■ **Teks yang Diberikan**:

┌──

Gilang Kusumabangsa,
SEKILAS, pajak dan korupsi merupakan dua hal yang tidak saling berhubungan. Namun, nyatanya beberapa penelitian menunjukkan bahwa dua hal tersebut saling memengaruhi.
Berdasarkan survei World Bank terhadap 25.000 perusahaan di 57 negara, diketahui bahwa praktik suap cenderung dilakukan oleh perusahaan yang juga melakukan praktik penghindaran pajak.
Torgler (2006) juga menulis bahwa skor persepsi korupsi sebuah negara ikut memengaruhi kepatuhan pajak masyarakatnya. Rendahnya skor persepsi korupsi membuat publik merasa dikhianati dan pada akhirnya menurunkan motivasi mereka untuk membayar pajak.
Selain itu, Uslaner (2005) berpendapat bahwa tingkat persepsi korupsi memiliki korelasi positif dengan tingkat penggelapan pajak. Dalam perspektif yang lebih luas, di mana praktik korupsi telah menjadi kelaziman di masyarakat, kondisi ini dapat mendorong terjadinya tax evasion (OECD, 2018).

└──

■ **Kumpulan Entri**:

┌──

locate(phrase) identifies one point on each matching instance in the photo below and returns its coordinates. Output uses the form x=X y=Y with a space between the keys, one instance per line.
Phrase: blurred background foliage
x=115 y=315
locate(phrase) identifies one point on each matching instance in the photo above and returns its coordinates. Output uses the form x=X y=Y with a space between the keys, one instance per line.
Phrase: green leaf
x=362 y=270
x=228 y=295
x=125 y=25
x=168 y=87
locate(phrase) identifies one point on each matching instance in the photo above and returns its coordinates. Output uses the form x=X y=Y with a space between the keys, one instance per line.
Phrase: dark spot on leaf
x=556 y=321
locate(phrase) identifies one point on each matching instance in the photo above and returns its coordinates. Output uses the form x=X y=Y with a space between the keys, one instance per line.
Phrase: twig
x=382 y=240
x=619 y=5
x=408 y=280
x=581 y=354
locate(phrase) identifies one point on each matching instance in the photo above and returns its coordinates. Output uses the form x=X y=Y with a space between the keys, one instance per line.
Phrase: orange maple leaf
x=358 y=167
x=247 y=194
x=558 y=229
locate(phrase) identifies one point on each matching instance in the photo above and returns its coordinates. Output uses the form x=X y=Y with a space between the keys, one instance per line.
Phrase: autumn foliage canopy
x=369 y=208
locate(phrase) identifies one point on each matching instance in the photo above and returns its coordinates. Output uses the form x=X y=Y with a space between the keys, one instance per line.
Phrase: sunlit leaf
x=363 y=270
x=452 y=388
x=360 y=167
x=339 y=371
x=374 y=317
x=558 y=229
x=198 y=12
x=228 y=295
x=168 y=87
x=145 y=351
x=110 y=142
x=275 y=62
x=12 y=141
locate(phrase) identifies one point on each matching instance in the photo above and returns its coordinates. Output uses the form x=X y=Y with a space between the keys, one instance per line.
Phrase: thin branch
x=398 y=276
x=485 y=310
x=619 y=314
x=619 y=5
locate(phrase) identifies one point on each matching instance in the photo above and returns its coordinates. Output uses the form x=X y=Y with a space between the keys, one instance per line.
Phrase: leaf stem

└──

■ **Tugas Tertulis**: Lanjutkan teks tentang hubungan pajak dan korupsi di atas, dimulai tepat setelah kalimat terakhirnya.

■ **Hasil Akhir**:
Dengan bukti-bukti empiris tersebut, seyogianya Presiden Prabowo Subianto selaku pemegang kekuasaan pemerintahan tertinggi, perlu mengorkestrasi simbiosis mutualisme lintas sektor untuk melawan praktik korupsi. Celah korupsi yang makin sempit pada akhirnya bisa ikut memperbaiki kinerja tax ratio dan penerimaan pajak.
Kebijakan pemerintah untuk menekan celah korupsi juga sejalan dengan best practice internasional dan rekomendasi OECD (2018). Sebanyak 53 negara telah menerapkan kerja sama antara otoritas pajak dan otoritas antikorupsi guna menutup celah korupsi, kolusi, dan nepotisme (KKN).
Sebagai buntut dari anggapan Komisi Pemberantasan Korupsi (KPK) bahwa hukuman penjara sudah tidak menimbulkan efek jera bagi koruptor Indonesia, instrumen pajak sejatinya dapat menjadi sanksi tambahan untuk memiskinkan koruptor.
Cara itu juga bisa menjawab kajian yang dirilis oleh Laboratorium Ilmu Ekonomi Universitas Gadjah Mada (UGM) yang mengemukakan pernyataan bahwa hukuman finansial terhadap terpidana korupsi cenderung suboptimal, lebih rendah dibandingkan dengan kerugian negara yang terjadi (Matabean, R., dan Juwono, V, 2019).
Ada beberapa bentuk kerja sama yang bisa dilakukan antara otoritas pajak dan otoritas antikorupsi untuk menekan celah korupsi.
Pertama, melalui pertukaran data wajib pajak. Perlu dicatat, Surat Pemberitahuan (SPT) Tahunan dan Laporan Harta Kekayaan Penyelenggara Negara (LHKPN) adalah dua dokumen yang sama-sama memuat data pribadi dan perusahaan.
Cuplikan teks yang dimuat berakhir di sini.